YOUR TASK — Pull out and copy every line of the records that contains the string "target". Case counts when matching.

SUPPLIED DATA —
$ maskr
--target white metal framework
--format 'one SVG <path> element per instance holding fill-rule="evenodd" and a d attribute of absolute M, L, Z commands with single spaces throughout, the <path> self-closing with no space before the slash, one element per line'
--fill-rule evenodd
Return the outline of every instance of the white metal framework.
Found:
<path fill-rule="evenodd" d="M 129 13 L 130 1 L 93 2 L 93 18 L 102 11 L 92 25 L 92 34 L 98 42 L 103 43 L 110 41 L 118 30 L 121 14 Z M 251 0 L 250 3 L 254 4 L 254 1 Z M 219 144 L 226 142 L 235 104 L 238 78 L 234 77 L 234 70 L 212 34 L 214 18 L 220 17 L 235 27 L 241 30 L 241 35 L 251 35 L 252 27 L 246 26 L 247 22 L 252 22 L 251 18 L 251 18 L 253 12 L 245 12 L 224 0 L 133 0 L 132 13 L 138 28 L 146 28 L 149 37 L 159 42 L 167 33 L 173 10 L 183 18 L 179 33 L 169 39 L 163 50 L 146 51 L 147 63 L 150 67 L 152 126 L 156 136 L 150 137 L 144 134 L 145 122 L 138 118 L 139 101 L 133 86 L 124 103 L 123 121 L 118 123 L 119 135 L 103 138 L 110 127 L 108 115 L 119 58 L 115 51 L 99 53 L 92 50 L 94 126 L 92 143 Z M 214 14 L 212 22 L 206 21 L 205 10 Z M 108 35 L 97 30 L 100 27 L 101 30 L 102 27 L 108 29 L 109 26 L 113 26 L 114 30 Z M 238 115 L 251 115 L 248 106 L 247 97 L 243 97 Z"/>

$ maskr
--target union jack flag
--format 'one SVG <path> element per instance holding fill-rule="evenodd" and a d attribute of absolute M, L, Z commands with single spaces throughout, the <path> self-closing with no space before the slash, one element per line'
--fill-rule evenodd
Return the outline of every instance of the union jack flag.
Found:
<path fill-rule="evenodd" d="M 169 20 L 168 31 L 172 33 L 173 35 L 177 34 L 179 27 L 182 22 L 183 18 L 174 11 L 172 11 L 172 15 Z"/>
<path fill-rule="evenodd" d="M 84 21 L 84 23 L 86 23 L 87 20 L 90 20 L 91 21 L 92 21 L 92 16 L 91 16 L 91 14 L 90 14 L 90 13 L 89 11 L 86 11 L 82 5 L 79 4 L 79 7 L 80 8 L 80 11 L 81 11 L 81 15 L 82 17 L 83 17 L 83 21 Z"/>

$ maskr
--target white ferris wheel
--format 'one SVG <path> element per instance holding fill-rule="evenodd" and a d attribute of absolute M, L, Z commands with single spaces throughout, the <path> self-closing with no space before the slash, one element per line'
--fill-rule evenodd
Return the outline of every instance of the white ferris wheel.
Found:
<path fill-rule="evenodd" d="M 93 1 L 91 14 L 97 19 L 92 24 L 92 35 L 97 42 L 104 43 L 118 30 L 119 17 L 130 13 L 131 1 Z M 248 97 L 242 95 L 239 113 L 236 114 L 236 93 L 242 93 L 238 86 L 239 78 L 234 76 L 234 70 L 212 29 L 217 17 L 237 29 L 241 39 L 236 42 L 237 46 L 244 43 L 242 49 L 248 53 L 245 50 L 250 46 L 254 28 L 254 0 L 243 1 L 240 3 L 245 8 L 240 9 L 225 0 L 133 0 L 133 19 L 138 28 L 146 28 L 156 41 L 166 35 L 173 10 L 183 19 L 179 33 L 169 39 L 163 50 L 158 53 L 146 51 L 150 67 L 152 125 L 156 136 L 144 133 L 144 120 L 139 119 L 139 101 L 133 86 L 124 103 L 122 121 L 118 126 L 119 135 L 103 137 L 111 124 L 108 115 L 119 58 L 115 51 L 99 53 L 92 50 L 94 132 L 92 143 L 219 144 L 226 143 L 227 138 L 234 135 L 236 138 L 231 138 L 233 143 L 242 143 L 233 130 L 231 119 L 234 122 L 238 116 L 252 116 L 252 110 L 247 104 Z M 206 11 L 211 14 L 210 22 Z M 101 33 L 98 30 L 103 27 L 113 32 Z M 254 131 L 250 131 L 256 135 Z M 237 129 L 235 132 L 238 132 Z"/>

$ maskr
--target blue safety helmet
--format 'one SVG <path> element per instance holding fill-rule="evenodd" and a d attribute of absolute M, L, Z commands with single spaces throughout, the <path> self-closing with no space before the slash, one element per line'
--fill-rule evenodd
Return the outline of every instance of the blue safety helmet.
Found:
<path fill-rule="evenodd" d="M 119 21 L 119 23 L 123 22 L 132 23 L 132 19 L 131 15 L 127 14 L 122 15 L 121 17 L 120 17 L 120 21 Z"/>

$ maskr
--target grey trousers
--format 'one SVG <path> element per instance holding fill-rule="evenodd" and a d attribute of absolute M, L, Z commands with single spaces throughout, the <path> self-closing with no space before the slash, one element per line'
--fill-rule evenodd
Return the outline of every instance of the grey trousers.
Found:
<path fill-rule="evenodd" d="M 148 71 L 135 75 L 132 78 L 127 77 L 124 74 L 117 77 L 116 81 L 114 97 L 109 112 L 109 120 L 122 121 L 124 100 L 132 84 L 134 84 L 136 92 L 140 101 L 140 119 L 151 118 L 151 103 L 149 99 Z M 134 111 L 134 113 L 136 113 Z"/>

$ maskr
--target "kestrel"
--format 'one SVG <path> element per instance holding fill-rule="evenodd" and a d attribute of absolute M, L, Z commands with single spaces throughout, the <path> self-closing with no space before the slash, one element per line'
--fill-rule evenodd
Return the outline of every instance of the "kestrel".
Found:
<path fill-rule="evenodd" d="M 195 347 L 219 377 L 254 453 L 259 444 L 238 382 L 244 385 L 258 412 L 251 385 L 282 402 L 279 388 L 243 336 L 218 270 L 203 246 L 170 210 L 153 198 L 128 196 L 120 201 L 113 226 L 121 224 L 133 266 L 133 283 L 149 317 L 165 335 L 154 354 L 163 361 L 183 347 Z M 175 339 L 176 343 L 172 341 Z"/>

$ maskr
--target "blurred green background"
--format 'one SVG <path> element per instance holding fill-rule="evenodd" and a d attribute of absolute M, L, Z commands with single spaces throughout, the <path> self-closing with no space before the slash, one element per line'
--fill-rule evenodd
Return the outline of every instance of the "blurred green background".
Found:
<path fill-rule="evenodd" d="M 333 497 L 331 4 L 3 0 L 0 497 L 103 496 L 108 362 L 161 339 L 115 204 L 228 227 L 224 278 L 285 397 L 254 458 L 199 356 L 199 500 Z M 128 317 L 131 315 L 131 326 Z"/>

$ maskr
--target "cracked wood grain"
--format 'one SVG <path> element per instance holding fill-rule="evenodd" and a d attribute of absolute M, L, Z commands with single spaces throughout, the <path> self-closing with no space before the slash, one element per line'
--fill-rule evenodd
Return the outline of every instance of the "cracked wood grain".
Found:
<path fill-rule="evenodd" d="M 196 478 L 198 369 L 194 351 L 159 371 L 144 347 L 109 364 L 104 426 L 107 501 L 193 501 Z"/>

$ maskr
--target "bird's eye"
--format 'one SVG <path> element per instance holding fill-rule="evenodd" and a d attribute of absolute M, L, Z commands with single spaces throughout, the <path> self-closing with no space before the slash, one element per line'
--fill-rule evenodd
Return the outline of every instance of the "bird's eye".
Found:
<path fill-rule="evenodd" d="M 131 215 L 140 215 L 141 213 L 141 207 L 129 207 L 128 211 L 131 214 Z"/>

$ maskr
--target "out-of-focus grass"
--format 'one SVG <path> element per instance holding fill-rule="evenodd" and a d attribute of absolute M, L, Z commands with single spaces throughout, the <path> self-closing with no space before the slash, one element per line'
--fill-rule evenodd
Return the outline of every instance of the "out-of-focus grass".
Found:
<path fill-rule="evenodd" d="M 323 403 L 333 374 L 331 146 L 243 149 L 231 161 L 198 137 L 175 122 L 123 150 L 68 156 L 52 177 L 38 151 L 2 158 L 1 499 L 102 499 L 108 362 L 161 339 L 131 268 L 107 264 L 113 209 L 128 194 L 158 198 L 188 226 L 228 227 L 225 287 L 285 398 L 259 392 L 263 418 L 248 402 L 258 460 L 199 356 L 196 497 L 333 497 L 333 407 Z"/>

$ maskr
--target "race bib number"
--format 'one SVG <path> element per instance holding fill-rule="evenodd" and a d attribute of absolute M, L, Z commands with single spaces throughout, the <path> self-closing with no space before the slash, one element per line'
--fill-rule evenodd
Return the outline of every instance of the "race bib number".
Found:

THE ANSWER —
--target white metal framework
--target union jack flag
--target white ferris wheel
--target blue safety helmet
--target grey trousers
--target "kestrel"
--target "blurred green background"
--target "cracked wood grain"
--target "bird's eye"
--target "out-of-focus grass"
--target "race bib number"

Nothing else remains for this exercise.